··· Data shown ···

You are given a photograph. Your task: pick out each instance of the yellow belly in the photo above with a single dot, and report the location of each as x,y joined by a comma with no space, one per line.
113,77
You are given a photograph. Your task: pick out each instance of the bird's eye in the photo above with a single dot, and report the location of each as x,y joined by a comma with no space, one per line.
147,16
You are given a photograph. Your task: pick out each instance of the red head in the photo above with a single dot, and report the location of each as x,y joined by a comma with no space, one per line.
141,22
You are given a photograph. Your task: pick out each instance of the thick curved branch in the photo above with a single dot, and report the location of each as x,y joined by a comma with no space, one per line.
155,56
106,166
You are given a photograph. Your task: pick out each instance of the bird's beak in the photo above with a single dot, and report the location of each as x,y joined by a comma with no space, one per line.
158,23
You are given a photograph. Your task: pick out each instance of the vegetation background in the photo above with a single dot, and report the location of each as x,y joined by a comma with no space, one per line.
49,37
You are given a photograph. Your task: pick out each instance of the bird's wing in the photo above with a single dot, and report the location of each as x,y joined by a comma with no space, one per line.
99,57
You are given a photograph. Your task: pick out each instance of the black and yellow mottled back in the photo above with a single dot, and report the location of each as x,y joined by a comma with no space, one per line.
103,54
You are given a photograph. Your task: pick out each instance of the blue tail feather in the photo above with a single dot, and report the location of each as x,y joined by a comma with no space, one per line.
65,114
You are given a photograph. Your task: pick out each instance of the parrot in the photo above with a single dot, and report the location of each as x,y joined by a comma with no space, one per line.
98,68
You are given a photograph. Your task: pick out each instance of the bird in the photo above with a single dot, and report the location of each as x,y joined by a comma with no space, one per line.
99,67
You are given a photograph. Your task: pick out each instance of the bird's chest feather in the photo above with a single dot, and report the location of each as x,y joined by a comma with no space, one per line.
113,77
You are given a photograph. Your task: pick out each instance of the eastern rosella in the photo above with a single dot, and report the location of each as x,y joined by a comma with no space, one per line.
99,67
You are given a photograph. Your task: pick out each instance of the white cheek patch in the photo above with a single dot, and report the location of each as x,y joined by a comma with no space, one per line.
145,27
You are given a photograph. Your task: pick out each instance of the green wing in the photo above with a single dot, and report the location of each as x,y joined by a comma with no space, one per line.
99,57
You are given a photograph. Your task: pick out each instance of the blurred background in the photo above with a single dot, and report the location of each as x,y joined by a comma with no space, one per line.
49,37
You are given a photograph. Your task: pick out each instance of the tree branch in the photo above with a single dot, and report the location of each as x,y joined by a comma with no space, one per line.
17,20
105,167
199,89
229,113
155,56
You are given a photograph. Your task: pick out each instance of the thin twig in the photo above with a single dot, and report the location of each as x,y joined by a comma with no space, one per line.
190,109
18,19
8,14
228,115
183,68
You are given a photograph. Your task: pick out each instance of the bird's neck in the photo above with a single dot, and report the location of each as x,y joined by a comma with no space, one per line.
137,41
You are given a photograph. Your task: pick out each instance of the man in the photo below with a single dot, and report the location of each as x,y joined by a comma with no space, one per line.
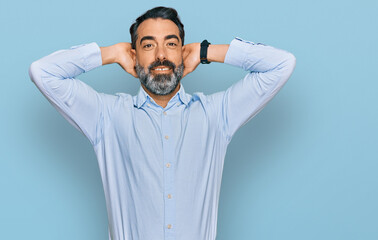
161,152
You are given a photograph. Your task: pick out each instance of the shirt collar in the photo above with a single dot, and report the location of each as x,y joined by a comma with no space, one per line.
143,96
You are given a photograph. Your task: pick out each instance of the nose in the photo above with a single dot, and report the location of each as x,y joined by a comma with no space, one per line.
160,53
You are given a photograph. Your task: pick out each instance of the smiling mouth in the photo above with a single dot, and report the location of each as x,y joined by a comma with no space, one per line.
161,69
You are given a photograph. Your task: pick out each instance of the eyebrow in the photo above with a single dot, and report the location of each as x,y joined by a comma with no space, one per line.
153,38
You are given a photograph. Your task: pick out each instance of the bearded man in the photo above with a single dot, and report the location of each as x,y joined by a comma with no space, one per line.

···

### Description of the task:
Word for word, print every record, and leave out any picture.

### Expected answer:
You are given a photograph. Your task: pick out each instance of the yellow belly in the photo above with a single dot, and report the location of each as x,y joined by a comma with no space, one per line.
113,77
You are given a photograph. Your task: pick out each instance of the bird's eye in the photo above with a single dot, and report the location of each as x,y joined by a comma with no space, one per line.
147,16
You are given a photograph. Your task: pick out each instance of the red head in the photo above with a single dot, and report the location of each as x,y joined by a comma with no space, one per line.
141,22
You are given a photograph. Your task: pick out each instance of the thick curved branch in the photo above with a single dot, and report the location of each as x,y joined by a comma with no space, one per line.
155,56
106,166
You are given a photograph. Your task: pick out each instance of the bird's beak in the photo above with a single dot, and report the location of each as x,y joined by a comma with no space, one per line.
158,23
You are given a photograph. Your task: pick out each instance of the vegetation background in the photo above with a single dot, and report the location of each as x,y joined by a comma with no space, one per line.
49,37
You are given a photograph. Your task: pick out each instance of the bird's wing in the photo above with a single dot, and report the location of each as x,y joined by a comma with no space, one per line.
99,57
You are given a photograph. Your task: pick out each instance of the black and yellow mottled back in the photo above with a single dot, and report the location of each as x,y joined by a comma with no space, one per line.
103,54
You are given a photograph. Your task: pick out each instance of the blue tail feather in the photo above with a single dot, and report the location of each as x,y joined by a comma with no space, one per line.
65,114
You are given a photograph. Your task: pick out each instance of the parrot in the photo above with a single dot, and report the location of each as x,y joined by a comma with no space, one per line.
98,68
You are given a photograph. Your task: pick out each instance of the bird in the photo above with a single dot, and report the location of each as x,y joined by a comma with no space, one per line.
99,67
You are given a photograph. Your task: pick out each instance of the bird's chest feather in the photo above with a single dot, and report the location of each as x,y joined by a comma with no space, one per line.
113,77
You are given a photograph. Your task: pick out each instance of the eastern rosella in the photo above with a single dot, and report the location of each as x,y joined by a comma with no space, one per line.
99,67
You are given a photograph. Your task: pick out each instance of the white cheek patch in the photo above with a single dot, and report the location of each as x,y joined by a comma with no space, one per line.
145,27
You are given a photograph. Your task: pick out each instance of the green wing in the photo above with a single dot, and report the location of each as x,y joined by a comma with no space, one per line.
99,57
You are given a photograph. Your task: pick out each instance of the blurred background in the photo above with a single dot, and report the location of each as x,y joined by a comma with no space, one per line.
49,37
You are given a photograph. Your task: pick out each instance of the tree branch in the photo above with a single dot, and report the location of each as x,y joined by a comma with no space, one per line.
17,20
105,167
199,89
229,113
155,56
You are given a photograph. Your task: pick out each instance of the thin twig in the photo above with a single dot, and report the location of each as x,y joined by a comma with no space, one per line.
190,109
18,19
8,14
228,115
183,68
You are given a photograph. Your task: pick out each instance of the bird's neck in the photo above with a single dot, and report the location of each as x,y joined by a comma with no space, one per line.
137,41
You are given a photograph. Your task: pick out each instance of the man in the photo below with a single dot, and report the location of each as x,y joined by a comma with no space, one per line.
161,152
You are given a photograph. Your task: pick out each instance of the shirt collar in the photo above with a single dot, and report the location of each as x,y joined by a comma with no space, one per line.
143,96
You are given a photograph. Your task: pick out each instance of the nose in the photo above with a single dot, and report the location of each as x,y joined by a comma with no space, one per line.
160,53
You are given a photograph. Your task: pick out each instance of the smiling mouth in the photo above with a single dot, and report the location of each as x,y joined by a comma with no space, one per line.
161,69
You are given a photograph. Your task: pick out each instance of the eyebrow in the photo above with a single dot, and report the location of each as x,y joined by a comma with no space, one per line.
153,38
You are given a photograph. Your task: pick out each instance of the bearded man in the photo above with a single dot, and report the location of each as x,y joined by a comma with no space, one per line.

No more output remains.